• WHAT IS REQUIRED:
Answer these from the astronomy Q&A below, one per line:
1. What kind of star is Gliese 710?
2. About how many light hours is Pluto from the Sun?
3. What does the response say will likely increase if the star's gravity affects the edge of the Oort Cloud?

The University of Texas at Arlington

The University of Texas at Arlington

UTA Planetarium

UTA Planetarium

Ask the Astronomer Q&A

Tag: "pluto"

  • Gliese 710, an Orange dwarf star, will be headed our way in 1.5 million years. Gliese 710 is expected to come within 1.1 light years of our Solar System, perturbing the Oort Clouds and its comets. Can it grab some of the moons of the giant gas planets (Jupiter, etc) and make them satellites for itself, re-arranging our Solar System?
  • It is not likely that Gliese 710 will have any effect on the moons of the gas giant planets because 1.1 light years is still a very long way away. For reference, the Sun is about 8 light minutes away from Earth. Pluto is about 5.6 light hours away from the Sun. At 1.1 light years away, Gliese will be over 5 trillion miles from the solar system. This may be close enough for the star’s gravity to have an effect on the edge of the Oort Cloud, as you mentioned, but this will likely mean an increase in meteor showers and comets. It would not completely rearrange our solar system.

• SUPPLIED MATERIAL:
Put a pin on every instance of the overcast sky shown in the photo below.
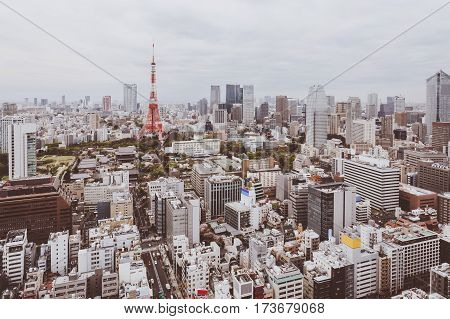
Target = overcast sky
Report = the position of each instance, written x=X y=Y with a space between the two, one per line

• THE RESPONSE:
1. An orange dwarf star.
2. About 5.6 light hours.
3. Meteor showers and comets.